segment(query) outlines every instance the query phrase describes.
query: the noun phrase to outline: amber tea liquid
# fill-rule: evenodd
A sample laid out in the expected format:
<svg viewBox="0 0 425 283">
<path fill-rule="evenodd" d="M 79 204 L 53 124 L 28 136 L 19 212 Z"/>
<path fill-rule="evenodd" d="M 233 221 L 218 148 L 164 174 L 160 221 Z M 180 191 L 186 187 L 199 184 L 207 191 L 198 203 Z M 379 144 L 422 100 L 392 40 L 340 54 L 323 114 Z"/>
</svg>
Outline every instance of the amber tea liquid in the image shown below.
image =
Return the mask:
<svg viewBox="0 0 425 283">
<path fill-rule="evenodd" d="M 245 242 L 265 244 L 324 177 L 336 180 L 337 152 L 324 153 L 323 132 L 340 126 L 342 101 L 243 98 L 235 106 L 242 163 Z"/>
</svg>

What the exercise asks:
Update the listing above so that every "amber tea liquid" becomes "dark tea liquid", and leave all other lines untouched.

Solution to the problem:
segment(query) outlines every instance the query phrase describes.
query: the noun phrase to outline: dark tea liquid
# fill-rule: evenodd
A sample laid out in the expected format:
<svg viewBox="0 0 425 283">
<path fill-rule="evenodd" d="M 79 204 L 53 124 L 28 136 L 19 212 Z"/>
<path fill-rule="evenodd" d="M 233 221 L 218 148 L 164 174 L 160 221 Z M 180 191 L 186 187 L 199 184 L 207 191 L 198 203 Z M 379 144 L 422 100 L 392 40 L 340 54 L 323 114 Z"/>
</svg>
Outline every instance of the dark tea liquid in the image shown below.
image =
Return the mask:
<svg viewBox="0 0 425 283">
<path fill-rule="evenodd" d="M 245 242 L 265 244 L 324 177 L 336 180 L 337 152 L 324 153 L 323 132 L 340 126 L 342 101 L 243 98 L 235 106 L 242 163 Z"/>
</svg>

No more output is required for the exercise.